(Point localization data)
..............................

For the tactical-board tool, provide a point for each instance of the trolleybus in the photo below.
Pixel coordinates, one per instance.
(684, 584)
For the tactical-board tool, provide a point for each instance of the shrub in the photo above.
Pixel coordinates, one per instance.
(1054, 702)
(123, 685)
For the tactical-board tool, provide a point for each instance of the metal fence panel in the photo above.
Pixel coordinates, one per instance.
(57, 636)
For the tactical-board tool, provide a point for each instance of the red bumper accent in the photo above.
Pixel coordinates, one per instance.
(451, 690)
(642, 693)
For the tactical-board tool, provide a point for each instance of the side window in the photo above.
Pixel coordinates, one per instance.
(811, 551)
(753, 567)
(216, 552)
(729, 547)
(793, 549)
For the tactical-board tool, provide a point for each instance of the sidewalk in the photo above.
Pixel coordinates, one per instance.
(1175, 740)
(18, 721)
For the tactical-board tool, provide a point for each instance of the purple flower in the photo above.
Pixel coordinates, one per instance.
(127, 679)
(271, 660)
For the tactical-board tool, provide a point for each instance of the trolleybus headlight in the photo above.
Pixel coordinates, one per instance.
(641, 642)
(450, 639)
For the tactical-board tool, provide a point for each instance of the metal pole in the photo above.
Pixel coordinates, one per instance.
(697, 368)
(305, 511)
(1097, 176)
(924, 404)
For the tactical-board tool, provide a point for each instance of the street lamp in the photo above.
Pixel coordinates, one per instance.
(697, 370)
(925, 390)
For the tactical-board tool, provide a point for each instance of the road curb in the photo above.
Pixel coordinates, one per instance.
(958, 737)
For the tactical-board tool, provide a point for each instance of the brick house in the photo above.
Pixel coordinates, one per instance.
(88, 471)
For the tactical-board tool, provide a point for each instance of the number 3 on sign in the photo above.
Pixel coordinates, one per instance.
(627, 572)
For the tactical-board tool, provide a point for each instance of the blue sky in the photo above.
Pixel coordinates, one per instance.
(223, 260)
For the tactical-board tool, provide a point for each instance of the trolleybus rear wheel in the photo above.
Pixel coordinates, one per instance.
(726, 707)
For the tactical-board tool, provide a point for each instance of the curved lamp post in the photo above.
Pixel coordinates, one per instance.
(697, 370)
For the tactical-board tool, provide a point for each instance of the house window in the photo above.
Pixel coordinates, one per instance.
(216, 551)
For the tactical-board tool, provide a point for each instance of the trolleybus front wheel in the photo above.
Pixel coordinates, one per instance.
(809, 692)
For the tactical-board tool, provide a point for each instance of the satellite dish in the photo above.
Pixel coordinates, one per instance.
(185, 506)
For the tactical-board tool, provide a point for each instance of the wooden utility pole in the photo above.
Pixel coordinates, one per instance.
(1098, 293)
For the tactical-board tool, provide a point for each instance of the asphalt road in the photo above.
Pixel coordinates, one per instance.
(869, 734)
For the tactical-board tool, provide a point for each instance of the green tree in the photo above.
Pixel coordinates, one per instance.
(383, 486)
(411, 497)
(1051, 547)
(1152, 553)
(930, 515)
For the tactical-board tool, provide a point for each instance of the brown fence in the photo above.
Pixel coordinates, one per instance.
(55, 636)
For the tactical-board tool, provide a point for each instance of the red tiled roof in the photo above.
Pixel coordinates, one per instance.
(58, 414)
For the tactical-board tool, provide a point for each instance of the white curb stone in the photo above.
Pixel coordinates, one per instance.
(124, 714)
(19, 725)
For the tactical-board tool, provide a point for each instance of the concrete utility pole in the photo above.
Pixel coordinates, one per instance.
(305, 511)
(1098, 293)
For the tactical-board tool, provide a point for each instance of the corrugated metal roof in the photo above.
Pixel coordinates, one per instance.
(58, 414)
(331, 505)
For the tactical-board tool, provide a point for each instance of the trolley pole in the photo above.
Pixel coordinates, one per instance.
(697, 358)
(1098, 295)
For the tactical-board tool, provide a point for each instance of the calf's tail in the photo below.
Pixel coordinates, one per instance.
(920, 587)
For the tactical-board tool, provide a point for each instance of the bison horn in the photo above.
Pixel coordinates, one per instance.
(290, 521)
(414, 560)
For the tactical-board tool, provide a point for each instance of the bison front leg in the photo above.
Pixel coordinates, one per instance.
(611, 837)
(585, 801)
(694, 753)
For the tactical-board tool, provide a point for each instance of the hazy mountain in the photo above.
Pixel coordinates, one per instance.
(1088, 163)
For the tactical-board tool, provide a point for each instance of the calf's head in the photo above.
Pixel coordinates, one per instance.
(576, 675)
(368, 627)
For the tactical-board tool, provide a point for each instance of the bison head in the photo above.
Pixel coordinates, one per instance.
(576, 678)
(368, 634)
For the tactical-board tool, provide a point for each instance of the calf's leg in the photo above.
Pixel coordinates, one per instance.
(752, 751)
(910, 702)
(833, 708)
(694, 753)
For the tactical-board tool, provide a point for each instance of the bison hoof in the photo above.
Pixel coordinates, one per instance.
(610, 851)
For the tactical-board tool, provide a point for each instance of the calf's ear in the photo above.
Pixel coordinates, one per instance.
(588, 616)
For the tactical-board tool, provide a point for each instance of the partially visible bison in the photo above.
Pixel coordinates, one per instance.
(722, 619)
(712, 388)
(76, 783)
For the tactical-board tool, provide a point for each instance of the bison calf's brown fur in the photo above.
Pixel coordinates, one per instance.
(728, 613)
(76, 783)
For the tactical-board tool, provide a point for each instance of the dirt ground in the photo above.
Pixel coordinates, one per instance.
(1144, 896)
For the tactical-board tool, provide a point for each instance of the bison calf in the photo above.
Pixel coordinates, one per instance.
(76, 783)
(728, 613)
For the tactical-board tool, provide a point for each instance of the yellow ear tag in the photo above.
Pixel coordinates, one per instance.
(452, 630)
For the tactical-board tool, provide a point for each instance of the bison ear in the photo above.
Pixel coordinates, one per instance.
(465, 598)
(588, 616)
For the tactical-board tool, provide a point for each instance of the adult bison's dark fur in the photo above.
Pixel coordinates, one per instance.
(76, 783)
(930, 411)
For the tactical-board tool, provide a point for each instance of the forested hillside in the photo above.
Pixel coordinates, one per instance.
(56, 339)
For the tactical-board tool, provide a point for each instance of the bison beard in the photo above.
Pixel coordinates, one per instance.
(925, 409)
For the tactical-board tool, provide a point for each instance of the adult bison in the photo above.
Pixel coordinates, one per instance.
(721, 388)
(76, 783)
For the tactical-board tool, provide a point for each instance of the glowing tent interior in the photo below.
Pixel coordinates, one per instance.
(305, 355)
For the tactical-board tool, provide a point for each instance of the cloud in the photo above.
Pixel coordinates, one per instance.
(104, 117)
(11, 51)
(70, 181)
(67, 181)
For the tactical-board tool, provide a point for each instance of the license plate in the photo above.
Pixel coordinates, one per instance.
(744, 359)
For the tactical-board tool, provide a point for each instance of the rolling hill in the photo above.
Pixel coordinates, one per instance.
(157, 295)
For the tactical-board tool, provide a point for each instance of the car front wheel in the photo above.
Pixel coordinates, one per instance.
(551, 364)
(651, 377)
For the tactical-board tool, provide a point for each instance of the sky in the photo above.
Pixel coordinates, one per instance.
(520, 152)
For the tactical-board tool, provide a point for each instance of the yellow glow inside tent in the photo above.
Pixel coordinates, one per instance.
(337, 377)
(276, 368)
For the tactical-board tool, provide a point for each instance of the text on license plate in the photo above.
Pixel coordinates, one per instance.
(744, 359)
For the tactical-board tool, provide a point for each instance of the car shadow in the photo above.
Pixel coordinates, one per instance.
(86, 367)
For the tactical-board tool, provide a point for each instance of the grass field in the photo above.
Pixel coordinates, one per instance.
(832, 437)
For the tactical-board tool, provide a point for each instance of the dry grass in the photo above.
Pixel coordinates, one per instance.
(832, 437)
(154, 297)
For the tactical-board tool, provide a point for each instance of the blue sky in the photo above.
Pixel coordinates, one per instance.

..............................

Aim of the exercise: Looking at the records, state how many lines contain "house" and write nothing besides that number.

Task result: 2